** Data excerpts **
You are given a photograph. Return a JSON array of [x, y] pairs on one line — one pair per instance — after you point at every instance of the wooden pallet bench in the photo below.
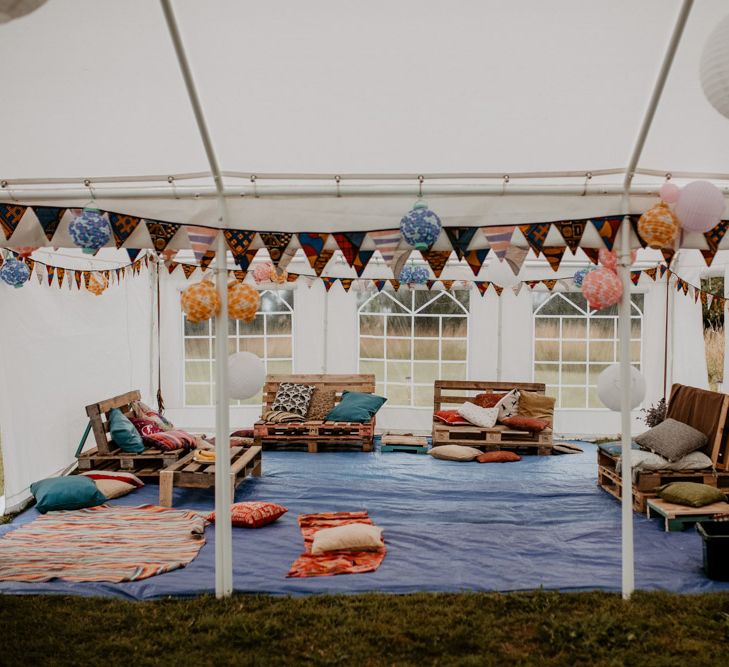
[[107, 456], [190, 474], [456, 392], [316, 434]]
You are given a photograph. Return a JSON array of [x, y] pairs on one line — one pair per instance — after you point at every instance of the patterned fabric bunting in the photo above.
[[122, 227], [571, 231], [554, 254], [49, 218], [349, 243], [499, 238], [10, 217], [437, 260], [607, 228], [276, 244], [238, 241], [460, 238], [161, 233], [535, 235], [476, 258]]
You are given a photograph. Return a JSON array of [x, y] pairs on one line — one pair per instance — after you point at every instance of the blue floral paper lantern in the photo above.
[[90, 230], [420, 227], [414, 275], [14, 272]]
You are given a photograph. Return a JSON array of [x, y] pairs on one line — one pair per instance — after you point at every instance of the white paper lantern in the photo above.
[[246, 374], [714, 68], [609, 387]]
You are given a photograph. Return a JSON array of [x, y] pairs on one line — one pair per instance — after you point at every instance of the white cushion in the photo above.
[[485, 417], [454, 452], [350, 537]]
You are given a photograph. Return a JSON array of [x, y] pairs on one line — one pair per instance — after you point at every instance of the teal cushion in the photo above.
[[66, 493], [356, 406], [124, 433]]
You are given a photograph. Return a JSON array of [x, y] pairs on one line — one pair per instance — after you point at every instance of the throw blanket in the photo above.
[[105, 543], [333, 562]]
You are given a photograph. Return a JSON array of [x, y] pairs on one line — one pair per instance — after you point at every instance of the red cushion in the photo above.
[[498, 457], [253, 514], [450, 417], [526, 423]]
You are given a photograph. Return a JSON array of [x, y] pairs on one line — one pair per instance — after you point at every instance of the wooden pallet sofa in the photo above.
[[705, 411], [454, 393], [314, 434]]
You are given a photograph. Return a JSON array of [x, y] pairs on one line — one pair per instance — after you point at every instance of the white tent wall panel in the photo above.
[[61, 350]]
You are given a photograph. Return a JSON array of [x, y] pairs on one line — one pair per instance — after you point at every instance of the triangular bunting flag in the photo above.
[[161, 233], [460, 238], [571, 231], [49, 218], [276, 244], [499, 238], [607, 228], [535, 235], [476, 258], [437, 259], [554, 254], [349, 243], [122, 227], [10, 217]]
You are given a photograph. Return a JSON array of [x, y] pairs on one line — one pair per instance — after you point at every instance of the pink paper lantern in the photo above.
[[602, 288], [700, 206], [669, 192]]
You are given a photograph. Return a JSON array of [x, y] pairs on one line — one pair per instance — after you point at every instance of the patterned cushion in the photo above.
[[498, 457], [322, 402], [526, 423], [253, 514], [171, 440], [292, 397]]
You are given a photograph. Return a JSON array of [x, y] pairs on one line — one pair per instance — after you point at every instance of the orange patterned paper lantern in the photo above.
[[243, 301], [602, 288], [658, 226], [200, 301]]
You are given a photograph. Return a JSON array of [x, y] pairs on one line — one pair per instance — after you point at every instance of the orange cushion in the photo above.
[[532, 424], [253, 514], [498, 457]]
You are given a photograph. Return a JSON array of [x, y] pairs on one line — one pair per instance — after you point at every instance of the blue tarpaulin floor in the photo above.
[[539, 522]]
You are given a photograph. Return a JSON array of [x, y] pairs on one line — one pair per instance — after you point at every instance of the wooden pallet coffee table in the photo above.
[[188, 473]]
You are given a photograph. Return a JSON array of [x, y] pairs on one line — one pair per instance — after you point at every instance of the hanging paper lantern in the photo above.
[[14, 272], [200, 301], [414, 275], [243, 301], [602, 288], [669, 192], [658, 226], [90, 230], [609, 387], [700, 206], [714, 68], [420, 227]]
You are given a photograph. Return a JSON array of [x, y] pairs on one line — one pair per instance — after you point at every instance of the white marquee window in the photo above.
[[411, 338], [269, 336], [573, 345]]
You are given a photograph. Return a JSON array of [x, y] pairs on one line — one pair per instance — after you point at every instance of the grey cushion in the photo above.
[[672, 439]]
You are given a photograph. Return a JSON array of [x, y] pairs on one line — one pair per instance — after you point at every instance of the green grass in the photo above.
[[537, 628]]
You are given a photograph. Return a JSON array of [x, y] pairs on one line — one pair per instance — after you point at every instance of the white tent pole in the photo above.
[[223, 527], [624, 263]]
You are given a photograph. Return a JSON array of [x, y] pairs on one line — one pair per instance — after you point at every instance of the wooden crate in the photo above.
[[316, 434], [188, 473], [456, 392], [107, 456]]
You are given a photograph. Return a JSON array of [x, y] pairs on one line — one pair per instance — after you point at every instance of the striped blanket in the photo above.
[[333, 562], [105, 543]]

** Task details **
Retype the data above as given, letting no picture into the copy.

** The answer **
You are given a photograph. Return a JSON array of [x, y] pairs on one line — one pair per instance — after you point at every instance of the wooden pallet bench in the photo below.
[[107, 456], [190, 474], [456, 392], [316, 434]]
You are given a photograph. Return a JSON array of [x, y] pairs on one line — one pair per instance — after you point at every instance of the patterned fabric bunting in the photo above.
[[122, 227], [571, 231], [554, 254], [49, 218], [349, 243], [499, 238], [10, 217], [437, 260], [607, 228], [276, 244], [238, 241], [460, 238], [161, 233], [535, 235], [476, 258]]
You are given a photograph. Return a JSON array of [x, y] pairs on one line — one pair per instance — after you point at every instance of the blue floral paper lantern in the photo above.
[[90, 230], [420, 227], [414, 275], [14, 272]]
You are given a photograph. Return a JSON array of [x, y] pairs on one line — one pair per instance — after you point at every instance of the white paper lantern in the photo above.
[[246, 374], [714, 68], [609, 387]]
You are given a photograph. Return a JSON array of [x, y] pairs on one line — one pair per instance — after you point at every instance of the white cushion in the photo above.
[[485, 417], [454, 452], [350, 537]]
You are given a photograph. Return a JSON array of [x, y] pairs on one line — one pair per instance — after you point at every instance of the teal cushion in the photo above.
[[66, 493], [356, 406], [124, 433]]
You are given a photograph. Return a JSON array of [x, y] pairs on one line — one pair per instance — after you point at every instance of the throw blanket in the photo above.
[[105, 543], [333, 562]]
You are given a photograph. Return a JSON array of [x, y] pairs on one line — one pair per instance — after you point at every instance of the red cushion in the photo above.
[[498, 457], [253, 514], [450, 417], [526, 423]]
You are given a photograph. Return a JSON array of [x, y] pairs on one line — one pair per instance — after you point at every instance of the wooden pallet sofa in the photo above.
[[705, 411], [454, 393], [314, 434]]
You are given a photograph. Return a JSON array of [x, y] pairs on one line — one pair per instance — after you point at every instance of the white tent wall panel in the photo above.
[[61, 350]]
You are given a photograph. Return a JSON array of [x, y] pairs on one line — one pair per instance — after you point at every instance of the triangular bunting flag in the photo above.
[[161, 233], [460, 238], [571, 231], [49, 218], [276, 244], [499, 238], [607, 228], [535, 235], [476, 258], [437, 259], [554, 254], [349, 243], [122, 227], [10, 217]]
You are given a photograph. Return a JSON array of [x, y] pairs on one line — one pair per instance — after you point at every instance of the pink paper lantern in the photo above.
[[602, 288], [700, 206], [669, 192]]
You are given a photograph. Return a JSON array of [x, y] pairs on one line — one pair per instance — after you point at every instance of the patterned cushion in the photo above.
[[498, 457], [322, 402], [526, 423], [253, 514], [171, 440], [292, 397]]
You are given a photograph. Return a JSON array of [x, y] pairs on one line — one pair per instance — after you point at every instance of the orange patterned paper lantern in the photo above.
[[243, 301], [602, 288], [658, 226], [200, 301]]
You are given a photograph. Return a JSON array of [x, y] pairs on one line — one pair per instance — after you point at every instance of the orange cushion in the photo above.
[[532, 424], [253, 514], [498, 457]]
You are given a photograph. Return a JSON array of [x, y] pairs on one line — one pair per instance — after you point at every instance of the blue tarpaulin floor in the photo above.
[[539, 522]]
You are given a photograph. Return a JSON array of [x, y] pairs on one line — one pair per instance — after you point at every instance of the wooden pallet coffee table in the photo above.
[[188, 473]]
You are given a photograph. Return a JSON array of [x, y] pairs on one line — one pair per instance — after you point at every instance of the hanging paper lantern in the photo above.
[[14, 272], [200, 301], [414, 275], [243, 301], [602, 288], [669, 192], [658, 226], [90, 230], [609, 387], [700, 206], [714, 68], [420, 227]]
You are given a photograph. Return a JSON array of [x, y] pairs on one line — one pair per instance — after you point at every instance of the white marquee window in the photo above.
[[411, 338], [269, 336], [573, 345]]
You are given a photograph. Return a JSON array of [x, y] pairs on one line — one pair per instance — after you point at every instance of the grey cushion in the photo above.
[[672, 439]]
You are given a photograph. Return a JSON array of [x, y] pairs on one line — one pair per instance — after you point at every instance of the green grass in the photo above.
[[537, 628]]
You are given a photograph. Return a JSON array of [x, y] pairs on one line — one pair per instance — after you point at every instance of the white tent pole in the photo above.
[[223, 527], [624, 263]]
You are given a photograph. Return a JSON array of [x, y] pairs on one line — one pair per instance — after you point at every instance of the wooden crate in the photo above.
[[316, 434], [188, 473], [456, 392], [107, 456]]
You are given a photograph. Return a JSON array of [x, y] pairs on one line — one pair per instance — after you point at every instance of the striped blanket in the photo above.
[[333, 562], [105, 543]]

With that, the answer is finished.